> **Consigne 1**: Pourriez-vous recopier mot pour mot les lignes du jeu de données d'annotation, en commençant par celle qui contient "as point(264, 536)." et en terminant par celle qui contient "point(360, 313)", toutes deux incluses ?

> **Extrait du texte**:

# # # #

Olivier Lambrecht (Matexi), Nicolas Beausillon (Wereldhave), Thierry Behiels (Codic), Sven Janssens (Home Invest Belgium), Kasper Deforche (JLL), Nicolas Deremince (Macan), ­Olivier Laporta (Century 21), Nicolas Laporta (Sotheby’s) et on en passe. La valse des CEO a débuté depuis quelques mois, que ce soit de manière intentionnée ou non. Une première vague qui pourrait en appeler d’autres dans les prochaines semaines. Les actionnaires des développeurs, investisseurs et courtiers immobiliers sont en effet sur les dents.

La plupart des CEO ont bénéficié d’une conjoncture particulièrement favorable lors de la dernière décennie pour faire croître les bénéfices de leur société et augmenter leurs parts de marché. Une croissance à deux chiffres était monnaie courante. La confiance des ména­ges dans l’immobilier neuf, des investisseurs attirés par un actif rentable et des taux bas ont contribué à cet engouement. Sans parler du fait que les capitaux coulaient à flot. “Etre CEO est bien évidement un poste exposé et compliqué mais il faut bien avouer que le contexte favorable de ces dernières années a permis à de nombreux candidats d’embrasser la fonction avec succès, lance David Detrilles, managing director de Russell ­Reynolds Associates. C’est aujourd’hui que l’on va véritablement voir ce qu’ils ont dans le ventre.”

# # # #

Extraits d'un jeu de données d'annotation de localisation
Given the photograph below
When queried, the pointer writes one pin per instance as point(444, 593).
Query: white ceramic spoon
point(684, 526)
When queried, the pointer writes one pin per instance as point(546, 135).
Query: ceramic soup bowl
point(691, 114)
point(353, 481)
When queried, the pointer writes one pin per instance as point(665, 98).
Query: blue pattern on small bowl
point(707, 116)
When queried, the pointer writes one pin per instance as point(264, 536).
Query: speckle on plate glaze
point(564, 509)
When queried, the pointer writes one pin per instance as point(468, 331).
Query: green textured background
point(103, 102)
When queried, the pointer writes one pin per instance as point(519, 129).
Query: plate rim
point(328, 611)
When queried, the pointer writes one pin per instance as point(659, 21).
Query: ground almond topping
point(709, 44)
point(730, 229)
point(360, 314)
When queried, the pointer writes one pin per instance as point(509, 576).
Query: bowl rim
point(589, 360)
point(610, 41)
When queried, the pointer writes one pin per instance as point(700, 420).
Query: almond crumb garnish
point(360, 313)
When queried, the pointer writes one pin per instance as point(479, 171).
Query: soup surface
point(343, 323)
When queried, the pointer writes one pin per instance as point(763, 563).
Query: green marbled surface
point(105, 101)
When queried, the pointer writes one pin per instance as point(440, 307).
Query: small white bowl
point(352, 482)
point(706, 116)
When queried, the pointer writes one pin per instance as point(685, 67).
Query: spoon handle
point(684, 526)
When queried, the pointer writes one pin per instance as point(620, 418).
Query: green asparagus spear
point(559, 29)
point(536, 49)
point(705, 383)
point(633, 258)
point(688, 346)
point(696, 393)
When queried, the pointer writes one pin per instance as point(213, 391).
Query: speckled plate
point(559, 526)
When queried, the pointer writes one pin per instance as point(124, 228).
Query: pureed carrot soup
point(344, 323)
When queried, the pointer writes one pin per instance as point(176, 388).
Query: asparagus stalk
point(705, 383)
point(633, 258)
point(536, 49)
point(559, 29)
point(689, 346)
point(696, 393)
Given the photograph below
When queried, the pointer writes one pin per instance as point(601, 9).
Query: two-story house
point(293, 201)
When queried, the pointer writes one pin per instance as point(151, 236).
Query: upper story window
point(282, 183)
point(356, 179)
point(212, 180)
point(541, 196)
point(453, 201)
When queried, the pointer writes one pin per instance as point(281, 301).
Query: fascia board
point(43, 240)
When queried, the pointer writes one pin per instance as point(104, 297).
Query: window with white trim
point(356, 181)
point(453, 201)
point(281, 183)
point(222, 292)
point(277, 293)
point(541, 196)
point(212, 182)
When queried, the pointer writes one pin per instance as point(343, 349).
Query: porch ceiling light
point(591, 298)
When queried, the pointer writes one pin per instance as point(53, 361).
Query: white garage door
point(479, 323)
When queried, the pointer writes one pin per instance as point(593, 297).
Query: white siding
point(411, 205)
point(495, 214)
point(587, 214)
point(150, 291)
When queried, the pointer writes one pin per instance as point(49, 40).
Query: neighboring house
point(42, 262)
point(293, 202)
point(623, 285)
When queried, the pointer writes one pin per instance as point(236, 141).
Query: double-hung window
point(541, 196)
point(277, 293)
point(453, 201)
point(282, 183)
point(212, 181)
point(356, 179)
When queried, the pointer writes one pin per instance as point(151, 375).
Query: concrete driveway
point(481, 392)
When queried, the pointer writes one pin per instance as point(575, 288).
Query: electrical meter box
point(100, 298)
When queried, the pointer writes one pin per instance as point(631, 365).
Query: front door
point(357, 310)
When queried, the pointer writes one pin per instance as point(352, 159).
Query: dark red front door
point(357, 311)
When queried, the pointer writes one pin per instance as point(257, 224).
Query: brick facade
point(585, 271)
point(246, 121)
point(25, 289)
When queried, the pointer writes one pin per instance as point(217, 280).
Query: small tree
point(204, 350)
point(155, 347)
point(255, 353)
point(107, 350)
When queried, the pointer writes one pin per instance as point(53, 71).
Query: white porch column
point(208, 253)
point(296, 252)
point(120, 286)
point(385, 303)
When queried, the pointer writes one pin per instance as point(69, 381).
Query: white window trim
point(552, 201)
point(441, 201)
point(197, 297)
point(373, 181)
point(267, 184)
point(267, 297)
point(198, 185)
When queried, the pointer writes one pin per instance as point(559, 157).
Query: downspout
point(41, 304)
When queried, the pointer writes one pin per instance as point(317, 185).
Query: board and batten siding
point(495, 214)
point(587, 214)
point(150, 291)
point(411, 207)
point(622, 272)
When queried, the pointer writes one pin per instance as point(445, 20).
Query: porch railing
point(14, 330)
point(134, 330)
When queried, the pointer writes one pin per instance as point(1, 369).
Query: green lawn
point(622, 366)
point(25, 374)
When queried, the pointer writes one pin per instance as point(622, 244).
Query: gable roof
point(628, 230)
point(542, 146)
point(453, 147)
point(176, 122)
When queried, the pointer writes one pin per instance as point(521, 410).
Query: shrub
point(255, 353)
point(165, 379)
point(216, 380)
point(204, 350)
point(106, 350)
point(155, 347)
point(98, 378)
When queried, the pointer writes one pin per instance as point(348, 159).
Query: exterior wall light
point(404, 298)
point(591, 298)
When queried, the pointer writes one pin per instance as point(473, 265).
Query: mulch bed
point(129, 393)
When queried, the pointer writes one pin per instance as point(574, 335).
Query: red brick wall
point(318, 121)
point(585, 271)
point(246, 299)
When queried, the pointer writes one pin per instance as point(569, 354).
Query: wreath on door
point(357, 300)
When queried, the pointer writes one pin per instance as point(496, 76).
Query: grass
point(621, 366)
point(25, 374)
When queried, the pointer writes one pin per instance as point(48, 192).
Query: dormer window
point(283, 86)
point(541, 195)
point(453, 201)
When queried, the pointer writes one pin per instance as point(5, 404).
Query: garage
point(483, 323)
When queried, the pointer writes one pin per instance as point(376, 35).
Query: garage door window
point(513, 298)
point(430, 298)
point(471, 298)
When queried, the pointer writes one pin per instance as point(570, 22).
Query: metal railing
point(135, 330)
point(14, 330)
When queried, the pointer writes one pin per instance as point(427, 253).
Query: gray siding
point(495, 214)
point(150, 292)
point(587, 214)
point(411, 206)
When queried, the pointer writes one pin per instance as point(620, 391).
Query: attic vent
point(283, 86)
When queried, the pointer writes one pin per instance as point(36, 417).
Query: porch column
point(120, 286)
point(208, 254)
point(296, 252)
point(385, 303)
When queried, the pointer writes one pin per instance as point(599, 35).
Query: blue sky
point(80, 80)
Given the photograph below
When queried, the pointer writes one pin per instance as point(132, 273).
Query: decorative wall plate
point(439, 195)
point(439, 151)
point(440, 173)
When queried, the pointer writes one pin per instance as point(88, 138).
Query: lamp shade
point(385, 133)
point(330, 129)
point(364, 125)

# # # #

> **Consigne 2**: Pouvez-vous prolonger l'article sur la valse des CEO dans l'immobilier, à partir de l'endroit où il s'arrête ?

> **Résultat final 1**:
When queried, the pointer writes one pin per instance as point(264, 536).
Query: speckle on plate glaze
point(564, 509)
When queried, the pointer writes one pin per instance as point(468, 331).
Query: green textured background
point(103, 102)
When queried, the pointer writes one pin per instance as point(519, 129).
Query: plate rim
point(328, 611)
When queried, the pointer writes one pin per instance as point(659, 21).
Query: ground almond topping
point(709, 44)
point(730, 229)
point(360, 314)
When queried, the pointer writes one pin per instance as point(509, 576).
Query: bowl rim
point(589, 360)
point(610, 41)
When queried, the pointer writes one pin per instance as point(700, 420).
Query: almond crumb garnish
point(360, 313)

> **Résultat final 2**:
Reste qu’il fallait avoir une boule de cristal bien transparente pour anticiper les événements qui se sont abattus depuis quatre ans sur le monde immobilier. L’explosion du télétravail de même que les hausses des taux d’intérêt et la flambée des coûts de construction ont secoué les fondamentaux et jeté à la poubelle toutes les faisabilités financières des projets imaginés par les promoteurs. “Du jour au lendemain, les coûts ont explosé et les marges se sont effondrées, explique Vincent Querton, CEO de la SIR Ascencio et président du conseil d’administration de Befimmo. Il est délicat de parler de défaut de prévoyance dans un contexte pareil même si le rôle d’un CEO est toutefois de pouvoir anticiper toutes sortes d’événements. Il doit être prêt à rebondir face à différentes situations. Quand tout le monde gagne de l’argent, tout le monde est content. Mais quand les objectifs de croissance et les résultats sont sous pression, il est évident que les actionnaires peuvent réagir différemment car l’immobilier brasse beaucoup d’argent. L’equity coûte alors plus cher, la rentabilité est moindre, etc. Dans le monde actuel, les CEO doivent avoir la capacité de mener à bien leurs objectifs et d’anticiper au mieux les problématiques mondiales qui peuvent apparaître. Si ce n’est pas le cas, c’est comme dans le sport, c’est souvent l’entraîneur qui passe à la trappe.”

C’est comme dans le sport, c’est souvent l’entraîneur qui passe à la trappe.” – Vincent Querton (Ascencio)

Les clés d’un bon recrutement

Et si c’est le cas, mettre ensuite la main sur un CEO qui fera grandir et fructifier la société sera l’objectif de tout actionnaire. Reste qu’il peut être compliqué de dénicher un tel talent. Pour y parvenir, il est possible de s’ouvrir à son réseau et d’y puiser la perle rare. La plupart des promoteurs immobiliers et des SIR font toutefois appel ces dernières années à des chasseurs de tête ou à des cabinets de recrutement. “Les procédures diffèrent selon qu’on est une société cotée ou non, pointe Vincent Querton. Dans le premier cas, le recrutement est notamment encadré par la FSMA, l’Autorité des services et marchés financiers. Il est de la responsabilité du conseil d’administration. Les candidats doivent passer devant un comité de nomination et de rémunération. Ce recrutement est souvent encadré par le président du conseil d’administration car posséder un binôme président/CEO performant est plus que conseillé.”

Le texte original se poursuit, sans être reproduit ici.